- _WHAT IS EXPECTED_
Find every line in the rows below that contains the string "triangular", and copy each of those lines. Treat the match as case-sensitive.

- _SUPPLIED DATA_
◇ ◇ ◇ ◇ ◇

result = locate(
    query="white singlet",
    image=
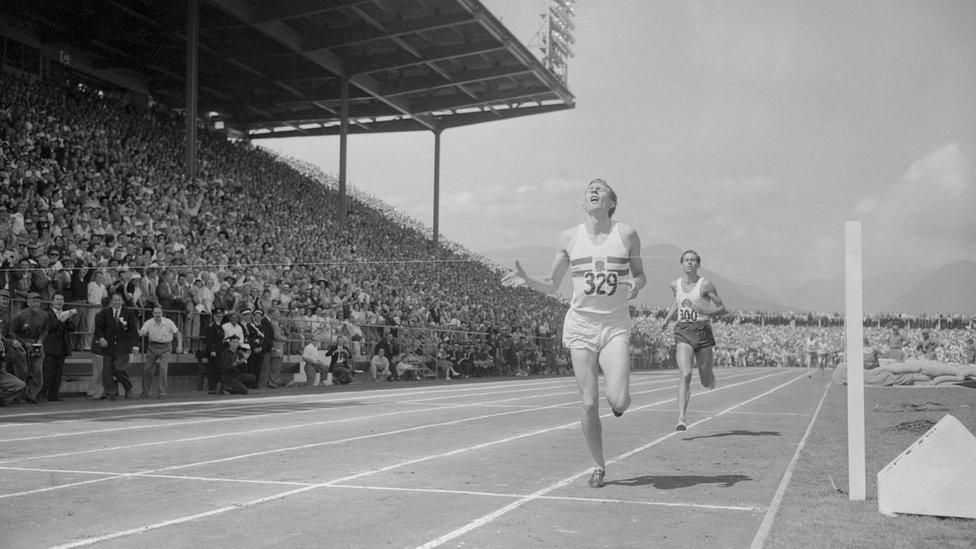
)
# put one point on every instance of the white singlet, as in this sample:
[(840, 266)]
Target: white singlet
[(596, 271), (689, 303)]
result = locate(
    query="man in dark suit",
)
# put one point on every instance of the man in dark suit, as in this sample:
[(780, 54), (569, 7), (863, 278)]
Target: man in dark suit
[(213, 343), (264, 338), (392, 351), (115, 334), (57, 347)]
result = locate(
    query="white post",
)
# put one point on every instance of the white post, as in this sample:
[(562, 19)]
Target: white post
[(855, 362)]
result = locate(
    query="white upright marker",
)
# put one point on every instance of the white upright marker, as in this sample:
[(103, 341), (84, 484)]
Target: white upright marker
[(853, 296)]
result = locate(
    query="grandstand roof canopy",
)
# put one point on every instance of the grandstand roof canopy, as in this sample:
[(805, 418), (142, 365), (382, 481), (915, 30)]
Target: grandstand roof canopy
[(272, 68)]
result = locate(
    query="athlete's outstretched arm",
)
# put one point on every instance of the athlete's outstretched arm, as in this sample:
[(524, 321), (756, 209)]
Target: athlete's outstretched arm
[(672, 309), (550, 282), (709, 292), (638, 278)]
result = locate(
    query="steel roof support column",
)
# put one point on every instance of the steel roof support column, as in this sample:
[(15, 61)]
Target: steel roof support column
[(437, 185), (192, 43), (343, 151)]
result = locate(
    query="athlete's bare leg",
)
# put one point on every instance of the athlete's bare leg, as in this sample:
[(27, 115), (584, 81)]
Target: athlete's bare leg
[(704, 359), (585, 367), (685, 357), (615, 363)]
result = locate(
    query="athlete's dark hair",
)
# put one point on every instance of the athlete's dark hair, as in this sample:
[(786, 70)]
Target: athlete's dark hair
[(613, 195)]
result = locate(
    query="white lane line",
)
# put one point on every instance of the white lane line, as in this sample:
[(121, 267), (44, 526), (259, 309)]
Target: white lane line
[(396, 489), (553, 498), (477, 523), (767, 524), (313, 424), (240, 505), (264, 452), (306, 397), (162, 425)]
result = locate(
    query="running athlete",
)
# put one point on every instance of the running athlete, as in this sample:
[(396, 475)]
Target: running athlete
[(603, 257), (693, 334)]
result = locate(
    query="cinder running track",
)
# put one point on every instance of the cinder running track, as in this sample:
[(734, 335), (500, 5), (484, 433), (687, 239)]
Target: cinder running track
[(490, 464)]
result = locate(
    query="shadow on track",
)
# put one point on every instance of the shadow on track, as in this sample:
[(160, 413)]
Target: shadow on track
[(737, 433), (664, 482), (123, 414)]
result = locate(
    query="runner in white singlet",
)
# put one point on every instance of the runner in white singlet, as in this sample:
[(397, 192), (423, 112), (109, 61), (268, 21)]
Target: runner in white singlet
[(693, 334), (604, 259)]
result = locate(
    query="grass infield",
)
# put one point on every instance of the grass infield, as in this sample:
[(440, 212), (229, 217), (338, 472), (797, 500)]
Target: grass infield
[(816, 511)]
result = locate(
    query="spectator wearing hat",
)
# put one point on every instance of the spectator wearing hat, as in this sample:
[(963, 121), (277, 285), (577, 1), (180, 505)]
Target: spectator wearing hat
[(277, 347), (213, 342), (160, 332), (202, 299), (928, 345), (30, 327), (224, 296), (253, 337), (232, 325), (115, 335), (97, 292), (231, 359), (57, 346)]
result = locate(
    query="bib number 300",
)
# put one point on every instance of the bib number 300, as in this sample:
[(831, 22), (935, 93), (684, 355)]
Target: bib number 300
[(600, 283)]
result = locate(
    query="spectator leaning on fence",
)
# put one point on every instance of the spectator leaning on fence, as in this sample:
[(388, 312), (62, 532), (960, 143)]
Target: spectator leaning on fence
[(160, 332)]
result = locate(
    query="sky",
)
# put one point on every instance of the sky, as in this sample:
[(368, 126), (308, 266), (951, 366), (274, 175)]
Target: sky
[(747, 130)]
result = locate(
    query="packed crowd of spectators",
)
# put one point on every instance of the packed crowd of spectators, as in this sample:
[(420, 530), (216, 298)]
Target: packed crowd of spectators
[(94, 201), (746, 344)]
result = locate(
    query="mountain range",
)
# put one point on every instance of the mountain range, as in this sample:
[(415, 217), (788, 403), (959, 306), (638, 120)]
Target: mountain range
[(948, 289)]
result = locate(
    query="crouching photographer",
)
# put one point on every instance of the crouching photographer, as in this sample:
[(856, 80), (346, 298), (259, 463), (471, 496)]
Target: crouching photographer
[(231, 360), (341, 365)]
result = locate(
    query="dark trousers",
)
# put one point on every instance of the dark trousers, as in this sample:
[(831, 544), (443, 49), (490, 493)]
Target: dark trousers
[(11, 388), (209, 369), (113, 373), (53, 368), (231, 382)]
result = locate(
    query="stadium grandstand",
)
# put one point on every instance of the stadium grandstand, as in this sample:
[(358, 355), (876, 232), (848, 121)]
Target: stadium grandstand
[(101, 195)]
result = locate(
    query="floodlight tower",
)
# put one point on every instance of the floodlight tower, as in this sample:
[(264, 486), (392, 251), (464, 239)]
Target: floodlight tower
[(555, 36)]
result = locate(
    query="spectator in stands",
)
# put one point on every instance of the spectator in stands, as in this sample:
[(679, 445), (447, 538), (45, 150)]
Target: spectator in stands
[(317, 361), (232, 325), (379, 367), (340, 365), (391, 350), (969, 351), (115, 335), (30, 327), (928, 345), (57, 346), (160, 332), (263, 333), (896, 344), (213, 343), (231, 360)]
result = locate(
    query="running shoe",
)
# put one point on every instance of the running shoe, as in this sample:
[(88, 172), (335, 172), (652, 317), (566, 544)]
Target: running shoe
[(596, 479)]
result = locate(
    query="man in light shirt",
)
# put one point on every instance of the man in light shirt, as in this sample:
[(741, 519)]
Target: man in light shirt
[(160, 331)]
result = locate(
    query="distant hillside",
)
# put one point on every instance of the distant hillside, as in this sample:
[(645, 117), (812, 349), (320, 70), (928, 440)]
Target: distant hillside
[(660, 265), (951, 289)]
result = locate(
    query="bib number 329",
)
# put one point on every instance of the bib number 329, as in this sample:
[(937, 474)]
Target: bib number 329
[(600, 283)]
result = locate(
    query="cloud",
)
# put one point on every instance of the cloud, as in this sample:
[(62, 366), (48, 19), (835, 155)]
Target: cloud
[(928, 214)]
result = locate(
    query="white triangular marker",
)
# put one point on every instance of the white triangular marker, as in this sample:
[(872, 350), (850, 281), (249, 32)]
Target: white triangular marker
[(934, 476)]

◇ ◇ ◇ ◇ ◇

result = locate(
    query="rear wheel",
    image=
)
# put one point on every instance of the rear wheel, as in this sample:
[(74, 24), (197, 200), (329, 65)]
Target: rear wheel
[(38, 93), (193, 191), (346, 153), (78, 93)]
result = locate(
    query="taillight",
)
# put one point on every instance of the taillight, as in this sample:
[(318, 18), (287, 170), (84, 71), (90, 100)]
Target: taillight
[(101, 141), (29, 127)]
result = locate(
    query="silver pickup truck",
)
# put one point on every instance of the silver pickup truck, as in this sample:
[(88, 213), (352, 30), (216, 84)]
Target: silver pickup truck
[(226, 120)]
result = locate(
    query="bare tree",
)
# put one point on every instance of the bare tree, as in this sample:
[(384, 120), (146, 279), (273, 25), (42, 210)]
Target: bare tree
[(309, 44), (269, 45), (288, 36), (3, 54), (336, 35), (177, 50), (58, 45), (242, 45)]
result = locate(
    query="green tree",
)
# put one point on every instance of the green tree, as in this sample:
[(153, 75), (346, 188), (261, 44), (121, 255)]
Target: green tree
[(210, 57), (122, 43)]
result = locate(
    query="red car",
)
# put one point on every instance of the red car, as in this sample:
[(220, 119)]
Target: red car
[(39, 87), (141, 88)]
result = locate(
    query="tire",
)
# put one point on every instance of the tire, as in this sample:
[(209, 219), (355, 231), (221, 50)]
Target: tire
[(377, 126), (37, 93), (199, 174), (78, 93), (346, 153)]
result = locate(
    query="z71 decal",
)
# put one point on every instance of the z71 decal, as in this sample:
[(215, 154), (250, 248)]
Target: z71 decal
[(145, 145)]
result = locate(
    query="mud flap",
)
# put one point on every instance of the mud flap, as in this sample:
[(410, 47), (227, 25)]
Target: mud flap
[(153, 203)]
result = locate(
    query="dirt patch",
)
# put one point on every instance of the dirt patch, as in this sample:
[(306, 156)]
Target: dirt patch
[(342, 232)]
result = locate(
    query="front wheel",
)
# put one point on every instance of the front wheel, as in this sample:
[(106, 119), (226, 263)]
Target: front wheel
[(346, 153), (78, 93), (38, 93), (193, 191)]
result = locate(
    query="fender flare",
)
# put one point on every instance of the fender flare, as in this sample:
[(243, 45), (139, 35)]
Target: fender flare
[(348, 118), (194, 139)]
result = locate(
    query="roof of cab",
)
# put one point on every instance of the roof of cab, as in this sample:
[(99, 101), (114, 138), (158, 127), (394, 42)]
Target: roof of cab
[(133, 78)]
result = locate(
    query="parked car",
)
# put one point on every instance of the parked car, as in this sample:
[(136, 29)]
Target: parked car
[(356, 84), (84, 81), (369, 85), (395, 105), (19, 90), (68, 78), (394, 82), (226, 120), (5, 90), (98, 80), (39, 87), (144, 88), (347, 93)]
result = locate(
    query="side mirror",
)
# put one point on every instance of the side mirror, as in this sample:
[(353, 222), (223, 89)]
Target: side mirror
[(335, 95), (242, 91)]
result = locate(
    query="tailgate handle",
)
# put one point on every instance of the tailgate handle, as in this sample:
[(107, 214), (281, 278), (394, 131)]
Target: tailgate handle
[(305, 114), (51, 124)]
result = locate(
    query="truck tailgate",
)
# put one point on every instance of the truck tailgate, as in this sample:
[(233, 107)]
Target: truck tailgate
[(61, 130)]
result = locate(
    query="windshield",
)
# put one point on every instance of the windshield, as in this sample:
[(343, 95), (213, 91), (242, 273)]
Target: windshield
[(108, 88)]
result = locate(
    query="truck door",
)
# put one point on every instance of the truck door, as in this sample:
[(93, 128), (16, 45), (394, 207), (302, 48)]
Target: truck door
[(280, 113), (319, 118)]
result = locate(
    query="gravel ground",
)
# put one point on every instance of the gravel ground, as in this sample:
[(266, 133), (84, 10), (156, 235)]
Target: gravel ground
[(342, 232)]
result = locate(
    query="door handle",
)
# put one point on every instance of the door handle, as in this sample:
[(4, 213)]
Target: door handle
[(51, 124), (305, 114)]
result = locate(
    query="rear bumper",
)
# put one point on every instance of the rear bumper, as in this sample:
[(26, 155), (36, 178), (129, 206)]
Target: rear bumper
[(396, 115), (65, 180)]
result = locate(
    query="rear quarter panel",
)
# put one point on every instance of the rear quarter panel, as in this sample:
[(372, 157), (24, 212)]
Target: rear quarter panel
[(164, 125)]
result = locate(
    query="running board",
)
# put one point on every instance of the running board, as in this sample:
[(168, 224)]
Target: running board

◇ ◇ ◇ ◇ ◇

- _TASK OUTPUT_
    query="white triangular marker",
# put one point on every instance of the white triangular marker, as in this sample:
Target: white triangular marker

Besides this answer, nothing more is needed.